:: Data in this exercise ::
◇ ◇ ◇ ◇

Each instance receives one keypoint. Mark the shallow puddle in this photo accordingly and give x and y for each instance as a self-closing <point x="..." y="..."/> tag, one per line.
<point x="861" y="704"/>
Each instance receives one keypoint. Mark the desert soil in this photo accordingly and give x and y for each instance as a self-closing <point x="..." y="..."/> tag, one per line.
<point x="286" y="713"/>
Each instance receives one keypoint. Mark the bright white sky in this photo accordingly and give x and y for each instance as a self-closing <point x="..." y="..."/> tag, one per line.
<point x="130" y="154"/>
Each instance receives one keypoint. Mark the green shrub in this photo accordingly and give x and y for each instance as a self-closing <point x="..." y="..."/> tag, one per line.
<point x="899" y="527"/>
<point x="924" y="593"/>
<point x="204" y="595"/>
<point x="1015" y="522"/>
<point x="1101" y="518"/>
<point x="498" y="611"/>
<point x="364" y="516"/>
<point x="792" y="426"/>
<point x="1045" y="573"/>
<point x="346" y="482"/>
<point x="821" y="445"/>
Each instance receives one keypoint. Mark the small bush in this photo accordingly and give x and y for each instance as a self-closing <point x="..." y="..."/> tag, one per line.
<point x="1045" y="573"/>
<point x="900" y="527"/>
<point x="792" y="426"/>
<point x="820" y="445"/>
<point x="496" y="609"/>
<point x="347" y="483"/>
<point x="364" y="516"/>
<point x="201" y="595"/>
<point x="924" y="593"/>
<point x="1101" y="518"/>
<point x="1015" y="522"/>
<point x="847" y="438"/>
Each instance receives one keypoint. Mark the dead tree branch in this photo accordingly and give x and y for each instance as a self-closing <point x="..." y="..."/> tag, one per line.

◇ ◇ ◇ ◇

:: Work to complete ::
Please copy the stretch of the material from the line containing "Each instance receives one keypoint. Mark the small" through the end of the material, swapping "small bush" for "low shrub" and keeping everything else the same.

:: Solution for this problem ::
Each instance receives one keypoint. Mark the low shrub in this photo accordingly and give x and y for each instance as a self-closing <point x="..." y="..."/> tag, one per line.
<point x="1045" y="573"/>
<point x="900" y="527"/>
<point x="792" y="426"/>
<point x="820" y="445"/>
<point x="496" y="609"/>
<point x="347" y="483"/>
<point x="364" y="516"/>
<point x="201" y="595"/>
<point x="924" y="593"/>
<point x="1101" y="518"/>
<point x="1015" y="522"/>
<point x="847" y="438"/>
Each instance receives one keypoint. Mark the dead tree branch in this photo accordingly and give x and y for each instance as a self-closing <point x="..." y="..."/> tag, one per line.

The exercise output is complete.